— TRY IT —
Output the data verbatim, with nothing added or dropped.

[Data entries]
==*==

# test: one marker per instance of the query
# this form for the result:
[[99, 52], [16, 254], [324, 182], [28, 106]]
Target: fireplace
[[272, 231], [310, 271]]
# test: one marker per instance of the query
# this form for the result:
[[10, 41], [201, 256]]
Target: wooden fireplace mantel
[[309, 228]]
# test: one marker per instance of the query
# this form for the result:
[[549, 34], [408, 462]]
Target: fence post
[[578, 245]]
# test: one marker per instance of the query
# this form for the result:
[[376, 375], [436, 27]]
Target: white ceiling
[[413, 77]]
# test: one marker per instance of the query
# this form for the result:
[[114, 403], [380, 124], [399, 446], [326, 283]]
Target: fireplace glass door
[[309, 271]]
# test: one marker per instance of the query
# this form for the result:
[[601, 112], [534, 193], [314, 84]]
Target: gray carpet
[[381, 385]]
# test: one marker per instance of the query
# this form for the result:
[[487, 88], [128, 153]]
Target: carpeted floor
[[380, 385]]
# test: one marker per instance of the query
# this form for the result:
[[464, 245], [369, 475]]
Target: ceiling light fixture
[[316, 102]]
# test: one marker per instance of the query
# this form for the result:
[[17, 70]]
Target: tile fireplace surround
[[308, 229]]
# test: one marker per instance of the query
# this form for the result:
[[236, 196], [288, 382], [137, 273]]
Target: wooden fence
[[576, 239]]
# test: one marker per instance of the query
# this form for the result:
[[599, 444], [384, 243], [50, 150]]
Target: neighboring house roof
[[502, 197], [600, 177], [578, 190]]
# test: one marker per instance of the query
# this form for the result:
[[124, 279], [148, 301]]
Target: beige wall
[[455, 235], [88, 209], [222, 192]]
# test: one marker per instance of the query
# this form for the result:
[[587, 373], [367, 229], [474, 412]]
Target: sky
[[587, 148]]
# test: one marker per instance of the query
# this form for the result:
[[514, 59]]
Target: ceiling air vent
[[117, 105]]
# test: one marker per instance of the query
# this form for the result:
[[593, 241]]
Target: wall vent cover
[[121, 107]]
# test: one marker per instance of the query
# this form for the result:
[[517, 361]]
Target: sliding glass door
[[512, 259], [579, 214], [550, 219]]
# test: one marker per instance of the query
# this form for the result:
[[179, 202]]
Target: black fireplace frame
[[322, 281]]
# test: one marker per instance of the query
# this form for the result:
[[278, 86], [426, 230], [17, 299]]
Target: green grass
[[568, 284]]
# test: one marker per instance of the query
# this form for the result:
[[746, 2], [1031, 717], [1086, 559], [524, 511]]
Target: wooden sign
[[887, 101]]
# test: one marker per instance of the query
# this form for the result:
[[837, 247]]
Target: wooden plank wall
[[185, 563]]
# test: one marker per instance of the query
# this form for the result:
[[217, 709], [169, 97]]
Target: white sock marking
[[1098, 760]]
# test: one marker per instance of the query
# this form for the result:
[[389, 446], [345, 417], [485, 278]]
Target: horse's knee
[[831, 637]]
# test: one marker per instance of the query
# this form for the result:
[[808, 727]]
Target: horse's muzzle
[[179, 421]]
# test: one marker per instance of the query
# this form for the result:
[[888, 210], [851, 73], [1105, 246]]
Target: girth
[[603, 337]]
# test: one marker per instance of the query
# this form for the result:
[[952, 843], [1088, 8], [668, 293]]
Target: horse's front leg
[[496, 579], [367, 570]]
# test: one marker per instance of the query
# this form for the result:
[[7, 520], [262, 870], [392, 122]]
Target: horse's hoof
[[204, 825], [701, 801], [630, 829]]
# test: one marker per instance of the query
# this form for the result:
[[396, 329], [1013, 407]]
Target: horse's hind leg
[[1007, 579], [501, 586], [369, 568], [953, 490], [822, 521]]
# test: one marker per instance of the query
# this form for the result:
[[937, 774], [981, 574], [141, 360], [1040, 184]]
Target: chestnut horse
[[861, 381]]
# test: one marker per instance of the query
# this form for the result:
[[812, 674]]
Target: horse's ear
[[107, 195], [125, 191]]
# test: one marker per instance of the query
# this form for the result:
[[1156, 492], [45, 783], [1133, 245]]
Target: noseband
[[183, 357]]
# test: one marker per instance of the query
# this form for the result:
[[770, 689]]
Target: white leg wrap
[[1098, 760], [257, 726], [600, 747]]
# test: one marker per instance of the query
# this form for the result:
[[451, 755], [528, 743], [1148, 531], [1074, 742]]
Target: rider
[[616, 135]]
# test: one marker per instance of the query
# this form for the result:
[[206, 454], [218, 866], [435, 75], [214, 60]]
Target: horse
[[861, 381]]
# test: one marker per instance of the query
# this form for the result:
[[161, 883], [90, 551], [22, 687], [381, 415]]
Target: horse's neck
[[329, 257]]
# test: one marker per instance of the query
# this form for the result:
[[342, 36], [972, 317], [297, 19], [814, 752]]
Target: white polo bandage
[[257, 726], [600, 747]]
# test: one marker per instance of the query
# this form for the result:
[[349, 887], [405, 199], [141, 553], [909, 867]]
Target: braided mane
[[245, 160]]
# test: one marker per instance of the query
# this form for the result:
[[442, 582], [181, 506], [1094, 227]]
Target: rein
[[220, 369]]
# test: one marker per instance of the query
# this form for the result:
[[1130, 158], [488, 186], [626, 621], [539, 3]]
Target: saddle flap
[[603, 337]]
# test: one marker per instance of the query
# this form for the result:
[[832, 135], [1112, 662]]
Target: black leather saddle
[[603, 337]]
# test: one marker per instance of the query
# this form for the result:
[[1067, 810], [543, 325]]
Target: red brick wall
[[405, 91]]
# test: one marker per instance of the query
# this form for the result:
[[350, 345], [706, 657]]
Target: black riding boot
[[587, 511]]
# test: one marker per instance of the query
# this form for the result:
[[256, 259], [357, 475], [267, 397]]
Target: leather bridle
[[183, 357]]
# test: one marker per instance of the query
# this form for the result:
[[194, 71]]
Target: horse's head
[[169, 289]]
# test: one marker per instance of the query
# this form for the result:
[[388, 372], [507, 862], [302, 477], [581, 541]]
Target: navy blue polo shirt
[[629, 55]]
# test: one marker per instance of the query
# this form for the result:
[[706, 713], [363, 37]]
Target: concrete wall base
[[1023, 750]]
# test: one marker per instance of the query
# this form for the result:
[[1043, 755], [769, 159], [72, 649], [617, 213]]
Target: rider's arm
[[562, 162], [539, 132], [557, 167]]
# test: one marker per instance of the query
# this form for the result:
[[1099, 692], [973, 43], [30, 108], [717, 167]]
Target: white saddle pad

==*==

— EXERCISE RESULT —
# test: one marker per instance of the query
# this form for the result:
[[99, 52], [16, 254], [324, 182], [28, 106]]
Target: fireplace
[[272, 231], [310, 271]]
# test: one marker per instance of the query
# this form for the result:
[[10, 41], [201, 256]]
Target: wooden fireplace mantel
[[309, 228]]
# test: one marker per instance of the query
# this form for the result:
[[549, 34], [408, 462]]
Target: fence post
[[578, 245]]
# test: one marker per instance of the query
# this form for the result:
[[376, 375], [436, 27]]
Target: white ceiling
[[413, 77]]
# test: one marker per instance of the query
# this form for the result:
[[114, 403], [380, 124], [399, 446], [326, 283]]
Target: fireplace glass door
[[309, 271]]
# test: one marker per instance of the query
# this form for the result:
[[601, 112], [534, 193], [314, 84]]
Target: gray carpet
[[381, 385]]
# test: one marker per instance of the query
# this form for the result:
[[487, 88], [128, 153]]
Target: carpeted floor
[[380, 385]]
# test: one marker per instance of the query
# this form for the result:
[[464, 245], [369, 475]]
Target: ceiling light fixture
[[316, 102]]
# test: one marker per instance of the query
# this form for the result:
[[17, 70]]
Target: tile fireplace surround
[[308, 229]]
# test: one marker per instance of the query
# this form for the result:
[[236, 196], [288, 382], [137, 273]]
Target: wooden fence
[[576, 239]]
# test: one marker per instance of the query
# this form for the result:
[[599, 444], [384, 243], [50, 150]]
Target: neighboring house roof
[[502, 197], [600, 177], [578, 190]]
# test: one marker per instance of the query
# this form for the result:
[[124, 279], [148, 301]]
Target: beige wall
[[455, 235], [88, 209], [222, 192]]
# test: one marker per instance of the query
# this form for the result:
[[587, 373], [367, 229], [474, 412]]
Target: sky
[[587, 148]]
# test: one marker per instance of the query
# this form for the result:
[[514, 59]]
Target: ceiling air vent
[[117, 105]]
# test: one marker per instance of the query
# this form for the result:
[[593, 241]]
Target: wall vent cover
[[121, 107]]
# test: one marker per instance of the query
# this form for the result:
[[517, 361]]
Target: sliding glass door
[[512, 259], [579, 214], [550, 219]]
# test: one marker per instance of the query
# this form for the result:
[[179, 202]]
Target: black fireplace frame
[[322, 281]]
# test: one marker per instance of the query
# this form for the result:
[[278, 86], [426, 230], [17, 299]]
Target: green grass
[[568, 284]]
# test: one marker per instance of the query
# this form for the result:
[[746, 2], [1031, 717], [1086, 559], [524, 511]]
Target: wooden sign
[[887, 101]]
# test: one marker per instance of the query
# this form for the result:
[[837, 247]]
Target: wooden plank wall
[[185, 563]]
# test: one marker per instance of the query
# this form for the result:
[[217, 709], [169, 97]]
Target: white sock marking
[[1098, 760]]
# test: one marker per instance of the query
# this form for the result:
[[389, 446], [345, 417], [485, 278]]
Target: horse's knee
[[831, 637]]
# test: one marker per instance of the query
# this form for the result:
[[808, 727]]
Target: horse's muzzle
[[179, 421]]
# test: one marker per instance of the query
# this form for the result:
[[888, 210], [851, 73], [1105, 246]]
Target: girth
[[603, 337]]
# test: one marker per instance of the query
# this form for the result:
[[952, 843], [1088, 8], [668, 293]]
Target: horse's front leg
[[496, 579], [367, 570]]
# test: one marker per instance of the query
# this form for the result:
[[7, 520], [262, 870], [392, 122]]
Target: horse's hoof
[[204, 825], [701, 801], [630, 829]]
# test: one marker per instance of the query
# this form for the result:
[[396, 329], [1013, 407]]
Target: horse's hind leg
[[1007, 579], [501, 586], [369, 568], [953, 490], [822, 521]]
# test: one marker per instance of the query
# this form for the result:
[[937, 774], [981, 574], [141, 360], [1040, 184]]
Target: chestnut horse
[[861, 381]]
# test: one marker per instance of the query
# this form for the result:
[[812, 674]]
Target: horse's ear
[[107, 195], [125, 191]]
# test: one marker per instance of the query
# this form for the result:
[[1156, 492], [45, 783], [1133, 245]]
Target: noseband
[[183, 357]]
# test: one marker per instance of the query
# this form for the result:
[[770, 689]]
Target: white leg wrap
[[1098, 760], [257, 726], [600, 747]]
# test: one marker per instance of the query
# this form for the result:
[[451, 755], [528, 743], [1148, 531], [1074, 742]]
Target: rider
[[616, 135]]
# test: one marker per instance of the query
# this form for the result:
[[206, 454], [218, 866], [435, 75], [214, 60]]
Target: horse
[[861, 381]]
# test: one marker per instance of the query
# this form for the result:
[[161, 883], [90, 551], [22, 687], [381, 415]]
Target: horse's neck
[[329, 257]]
# test: one marker per instance of the query
# this form for the result:
[[342, 36], [972, 317], [297, 19], [814, 752]]
Target: white polo bandage
[[257, 726], [600, 747]]
# test: one marker per instance of the query
# this form for the result:
[[349, 887], [405, 199], [141, 553], [909, 867]]
Target: braided mane
[[245, 160]]
# test: one marker per instance of the query
# this form for the result:
[[442, 582], [181, 506], [1094, 227]]
Target: rein
[[220, 369]]
# test: one marker per instance of the query
# this form for the result:
[[1130, 158], [488, 186], [626, 621], [539, 3]]
Target: saddle flap
[[603, 337]]
# test: one marker per instance of the query
# this form for the result:
[[832, 135], [1112, 662]]
Target: black leather saddle
[[603, 337]]
# test: one marker per instance of the query
# this form for the result:
[[1067, 810], [543, 325]]
Target: red brick wall
[[405, 91]]
# test: one marker per instance of the query
# this form for the result:
[[350, 345], [706, 657]]
Target: black riding boot
[[587, 511]]
# test: one marker per instance of the query
# this form for the result:
[[256, 259], [357, 475], [267, 397]]
Target: leather bridle
[[183, 357]]
# test: one marker per instance of the query
# this form for the result:
[[194, 71]]
Target: horse's head
[[169, 289]]
# test: one marker per instance of the query
# this form for the result:
[[388, 372], [507, 862], [302, 477], [581, 541]]
Target: navy blue polo shirt
[[629, 55]]
# test: one marker per instance of the query
# this form for the result:
[[706, 713], [363, 37]]
Target: concrete wall base
[[1023, 750]]
# test: one marker per instance of the query
# this form for the result:
[[1043, 755], [769, 159], [72, 649], [617, 213]]
Target: rider's arm
[[562, 162], [539, 132], [557, 167]]
# test: one marker per instance of the query
# this form for the result:
[[1099, 692], [973, 43], [30, 108], [717, 167]]
Target: white saddle pad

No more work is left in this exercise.